_Task inputs_:
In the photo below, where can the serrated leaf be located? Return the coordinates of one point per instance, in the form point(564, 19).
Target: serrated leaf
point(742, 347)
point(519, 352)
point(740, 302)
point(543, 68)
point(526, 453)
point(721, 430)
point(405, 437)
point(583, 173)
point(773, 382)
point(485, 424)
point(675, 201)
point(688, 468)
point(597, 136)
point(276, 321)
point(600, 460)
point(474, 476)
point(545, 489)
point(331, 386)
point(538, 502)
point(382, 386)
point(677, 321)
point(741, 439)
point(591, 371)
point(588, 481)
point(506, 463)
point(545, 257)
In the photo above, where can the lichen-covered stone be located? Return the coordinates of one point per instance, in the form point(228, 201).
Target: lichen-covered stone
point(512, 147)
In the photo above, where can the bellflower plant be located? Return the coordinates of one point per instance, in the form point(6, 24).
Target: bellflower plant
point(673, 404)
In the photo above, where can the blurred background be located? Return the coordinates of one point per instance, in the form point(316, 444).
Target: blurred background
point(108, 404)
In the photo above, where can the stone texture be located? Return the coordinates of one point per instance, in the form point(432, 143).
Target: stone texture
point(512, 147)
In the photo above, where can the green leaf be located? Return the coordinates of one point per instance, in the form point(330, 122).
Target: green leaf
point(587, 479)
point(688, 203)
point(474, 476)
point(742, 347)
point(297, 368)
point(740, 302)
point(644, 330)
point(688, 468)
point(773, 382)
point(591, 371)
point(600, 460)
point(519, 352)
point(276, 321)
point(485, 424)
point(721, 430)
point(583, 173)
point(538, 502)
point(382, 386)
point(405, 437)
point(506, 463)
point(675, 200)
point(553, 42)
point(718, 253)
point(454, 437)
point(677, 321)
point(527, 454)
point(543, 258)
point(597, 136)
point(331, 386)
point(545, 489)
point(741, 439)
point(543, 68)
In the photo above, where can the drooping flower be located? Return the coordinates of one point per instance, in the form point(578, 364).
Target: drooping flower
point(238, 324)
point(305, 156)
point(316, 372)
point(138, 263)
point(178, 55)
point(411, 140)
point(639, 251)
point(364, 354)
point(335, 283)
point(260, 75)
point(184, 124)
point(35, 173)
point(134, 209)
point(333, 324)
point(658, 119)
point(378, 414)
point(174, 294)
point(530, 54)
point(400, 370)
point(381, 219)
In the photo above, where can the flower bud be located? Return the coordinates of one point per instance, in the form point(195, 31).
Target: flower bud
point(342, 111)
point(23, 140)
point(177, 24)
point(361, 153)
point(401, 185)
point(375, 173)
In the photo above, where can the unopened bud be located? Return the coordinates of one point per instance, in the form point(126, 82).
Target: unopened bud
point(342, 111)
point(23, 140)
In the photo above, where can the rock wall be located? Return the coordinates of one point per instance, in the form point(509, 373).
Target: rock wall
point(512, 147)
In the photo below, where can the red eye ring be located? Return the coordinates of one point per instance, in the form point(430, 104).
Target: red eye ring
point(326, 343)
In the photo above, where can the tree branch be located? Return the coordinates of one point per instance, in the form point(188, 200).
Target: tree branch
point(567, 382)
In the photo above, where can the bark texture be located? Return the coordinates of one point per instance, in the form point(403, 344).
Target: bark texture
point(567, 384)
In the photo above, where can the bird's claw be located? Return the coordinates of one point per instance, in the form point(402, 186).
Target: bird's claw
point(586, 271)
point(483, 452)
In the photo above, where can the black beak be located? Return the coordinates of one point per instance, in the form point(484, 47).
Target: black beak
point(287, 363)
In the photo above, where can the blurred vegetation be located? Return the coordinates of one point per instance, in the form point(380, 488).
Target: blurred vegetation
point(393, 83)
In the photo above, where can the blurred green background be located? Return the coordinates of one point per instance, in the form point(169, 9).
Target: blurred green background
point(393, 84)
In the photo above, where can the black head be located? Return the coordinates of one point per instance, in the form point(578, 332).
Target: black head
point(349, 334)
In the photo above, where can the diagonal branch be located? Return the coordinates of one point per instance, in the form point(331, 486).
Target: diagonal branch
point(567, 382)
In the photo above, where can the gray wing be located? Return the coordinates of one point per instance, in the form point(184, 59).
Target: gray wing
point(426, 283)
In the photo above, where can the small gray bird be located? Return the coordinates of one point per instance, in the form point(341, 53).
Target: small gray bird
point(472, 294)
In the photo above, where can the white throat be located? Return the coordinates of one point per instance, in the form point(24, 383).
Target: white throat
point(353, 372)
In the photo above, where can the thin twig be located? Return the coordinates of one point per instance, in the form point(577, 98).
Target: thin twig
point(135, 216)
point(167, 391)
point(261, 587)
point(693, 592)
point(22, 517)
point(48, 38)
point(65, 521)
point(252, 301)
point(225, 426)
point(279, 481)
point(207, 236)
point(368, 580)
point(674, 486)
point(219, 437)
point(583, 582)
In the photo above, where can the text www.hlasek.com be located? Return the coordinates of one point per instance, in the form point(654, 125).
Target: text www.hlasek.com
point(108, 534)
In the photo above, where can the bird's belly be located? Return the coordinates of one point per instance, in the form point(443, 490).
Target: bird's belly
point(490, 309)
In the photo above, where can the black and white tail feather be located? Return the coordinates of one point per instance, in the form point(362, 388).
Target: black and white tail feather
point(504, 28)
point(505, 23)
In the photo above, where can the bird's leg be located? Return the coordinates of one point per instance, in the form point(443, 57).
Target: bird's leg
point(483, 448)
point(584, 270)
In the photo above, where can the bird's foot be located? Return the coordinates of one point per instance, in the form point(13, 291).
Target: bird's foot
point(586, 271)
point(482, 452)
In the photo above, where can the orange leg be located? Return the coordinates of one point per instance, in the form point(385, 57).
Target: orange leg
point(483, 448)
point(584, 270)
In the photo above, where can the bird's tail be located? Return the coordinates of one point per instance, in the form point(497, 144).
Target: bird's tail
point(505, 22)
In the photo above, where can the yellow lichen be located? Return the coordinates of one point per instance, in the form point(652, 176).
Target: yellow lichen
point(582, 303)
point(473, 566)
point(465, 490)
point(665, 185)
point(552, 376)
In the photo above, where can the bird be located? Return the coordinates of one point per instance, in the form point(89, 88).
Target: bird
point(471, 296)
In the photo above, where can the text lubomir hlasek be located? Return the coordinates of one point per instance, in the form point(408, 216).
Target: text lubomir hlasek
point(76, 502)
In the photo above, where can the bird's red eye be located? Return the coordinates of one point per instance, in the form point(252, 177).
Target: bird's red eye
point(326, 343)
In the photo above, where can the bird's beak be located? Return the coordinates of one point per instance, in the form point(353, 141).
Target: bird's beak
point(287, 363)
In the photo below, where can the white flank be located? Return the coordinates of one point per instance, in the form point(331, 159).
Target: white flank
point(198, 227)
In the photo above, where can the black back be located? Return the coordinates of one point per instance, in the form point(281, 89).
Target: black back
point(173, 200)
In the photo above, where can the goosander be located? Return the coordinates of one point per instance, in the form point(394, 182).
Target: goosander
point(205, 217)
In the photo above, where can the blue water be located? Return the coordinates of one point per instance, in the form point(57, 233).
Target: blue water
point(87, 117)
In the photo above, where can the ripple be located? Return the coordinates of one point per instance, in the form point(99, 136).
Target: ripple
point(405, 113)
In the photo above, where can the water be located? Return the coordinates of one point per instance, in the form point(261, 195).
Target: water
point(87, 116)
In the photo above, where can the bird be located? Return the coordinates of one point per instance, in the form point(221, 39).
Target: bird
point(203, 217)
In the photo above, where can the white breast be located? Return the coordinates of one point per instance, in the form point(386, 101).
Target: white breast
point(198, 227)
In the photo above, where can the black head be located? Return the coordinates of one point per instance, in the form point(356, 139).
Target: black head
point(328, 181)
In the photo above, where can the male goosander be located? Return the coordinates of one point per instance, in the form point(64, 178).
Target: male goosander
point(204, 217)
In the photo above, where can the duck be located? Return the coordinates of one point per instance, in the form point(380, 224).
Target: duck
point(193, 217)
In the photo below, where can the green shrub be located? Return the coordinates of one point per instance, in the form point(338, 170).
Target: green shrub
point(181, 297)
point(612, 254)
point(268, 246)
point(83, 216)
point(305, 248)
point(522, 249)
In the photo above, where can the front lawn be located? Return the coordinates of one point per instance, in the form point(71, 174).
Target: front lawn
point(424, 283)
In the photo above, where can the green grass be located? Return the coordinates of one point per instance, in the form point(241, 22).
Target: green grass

_Written instruction_:
Put the rows above into a JSON list of strings, one string per line, starting at the line containing "In the photo above, where can the blue" and ending with the line containing "point(87, 117)", both included. Leave out any blank lines.

_Reply_:
[
  "In the photo above, where can the blue water be located? Return the coordinates of one point per instance, in the form point(57, 233).",
  "Target: blue water",
  "point(87, 117)"
]